* 原始文本:
......

三联生活周刊:那你觉得你现在和拍《红高粱》的时候有什么变化?
张艺谋:我成熟了许多,沉稳了许多,但我自己有种东西没有变。比如某种张扬,某种对色彩的极致性的追求是没有变的,那也是个人爱好。我个性里某种强烈的东西没有变,只是再也没有碰到《红高粱》那一类形式的东西了,但要是有,我还愿意拍,就像《水浒》一样,张扬热烈的东西。
三联生活周刊:这个时代和上世纪90年代相比,你更喜欢哪个时代?
张艺谋:不一样。我们不能说这个时代好像在退步,我们不应该那么恋旧,不应该好像只是看到某种不满。整个80年代是一个可爱的年代,那个时代是全民在思考,所以才有那么多优秀的小说,提供了资源,所以我们才有了“第五代”,好像多么了不起。其实那都是时代造就的,我们没有那么大的本事。
90年代,包括2000年以后,新的一代成长,步入商品经济的时代,跟国际开始接轨,这个时代给我们很多人新的命题,包括价值观发生改变,我们有新的多元化的思考。而今天这个时代,2000年以后的时代,或者奥运后的时代,真的很难有一个说法。就像互联网一样,无数个嘴在说,这就是多元化,不可抗拒。

......

* 存储记录:

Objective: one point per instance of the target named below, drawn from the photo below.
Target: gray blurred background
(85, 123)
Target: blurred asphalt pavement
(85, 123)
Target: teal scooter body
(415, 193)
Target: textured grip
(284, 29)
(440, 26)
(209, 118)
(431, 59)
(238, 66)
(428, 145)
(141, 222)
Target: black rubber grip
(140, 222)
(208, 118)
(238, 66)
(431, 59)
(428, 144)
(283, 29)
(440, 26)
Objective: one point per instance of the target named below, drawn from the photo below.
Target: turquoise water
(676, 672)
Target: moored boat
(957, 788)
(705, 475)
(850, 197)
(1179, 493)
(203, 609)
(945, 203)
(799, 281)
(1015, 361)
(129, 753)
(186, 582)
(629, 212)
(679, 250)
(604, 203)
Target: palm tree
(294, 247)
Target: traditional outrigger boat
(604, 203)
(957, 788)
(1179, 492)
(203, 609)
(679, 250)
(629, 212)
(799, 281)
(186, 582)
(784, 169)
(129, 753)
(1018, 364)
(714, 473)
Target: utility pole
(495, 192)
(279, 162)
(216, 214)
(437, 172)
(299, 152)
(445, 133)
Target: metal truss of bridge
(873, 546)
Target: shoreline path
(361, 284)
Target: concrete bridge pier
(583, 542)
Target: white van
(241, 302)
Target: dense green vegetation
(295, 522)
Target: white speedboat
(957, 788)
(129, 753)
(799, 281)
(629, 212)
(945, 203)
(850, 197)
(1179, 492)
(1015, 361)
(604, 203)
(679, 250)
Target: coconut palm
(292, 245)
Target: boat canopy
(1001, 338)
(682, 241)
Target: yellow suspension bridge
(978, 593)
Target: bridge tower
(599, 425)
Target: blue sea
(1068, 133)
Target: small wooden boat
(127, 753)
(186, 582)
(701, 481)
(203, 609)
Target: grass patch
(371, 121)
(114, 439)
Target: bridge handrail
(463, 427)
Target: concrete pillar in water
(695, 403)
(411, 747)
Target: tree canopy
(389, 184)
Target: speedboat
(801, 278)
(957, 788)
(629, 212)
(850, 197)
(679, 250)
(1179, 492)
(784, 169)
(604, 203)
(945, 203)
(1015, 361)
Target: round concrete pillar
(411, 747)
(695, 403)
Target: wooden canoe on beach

......

* 练习任务:
1 - 将这段访谈中从“三联生活周刊:那你觉得你现在和拍《红高粱》的时候有什么变化?”到“就的,我们没有那么大的本事。”的文字原样抄录下来。
2 - 根据这段访谈回答下列问题:
(a) 张艺谋举出自己身上哪两样东西没有变?
(b) 他称整个80年代是一个怎样的年代?
(c) 谈到今天这个时代时,他拿什么作比方?

* 练习答案:
1 -
三联生活周刊:那你觉得你现在和拍《红高粱》的时候有什么变化?
张艺谋:我成熟了许多,沉稳了许多,但我自己有种东西没有变。比如某种张扬,某种对色彩的极致性的追求是没有变的,那也是个人爱好。我个性里某种强烈的东西没有变,只是再也没有碰到《红高粱》那一类形式的东西了,但要是有,我还愿意拍,就像《水浒》一样,张扬热烈的东西。
三联生活周刊:这个时代和上世纪90年代相比,你更喜欢哪个时代?
张艺谋:不一样。我们不能说这个时代好像在退步,我们不应该那么恋旧,不应该好像只是看到某种不满。整个80年代是一个可爱的年代,那个时代是全民在思考,所以才有那么多优秀的小说,提供了资源,所以我们才有了“第五代”,好像多么了不起。其实那都是时代造就的,我们没有那么大的本事。

2 -
(a) 某种张扬,以及某种对色彩的极致性的追求。
(b) 一个可爱的年代,全民都在思考。
(c) 互联网,无数个嘴在说。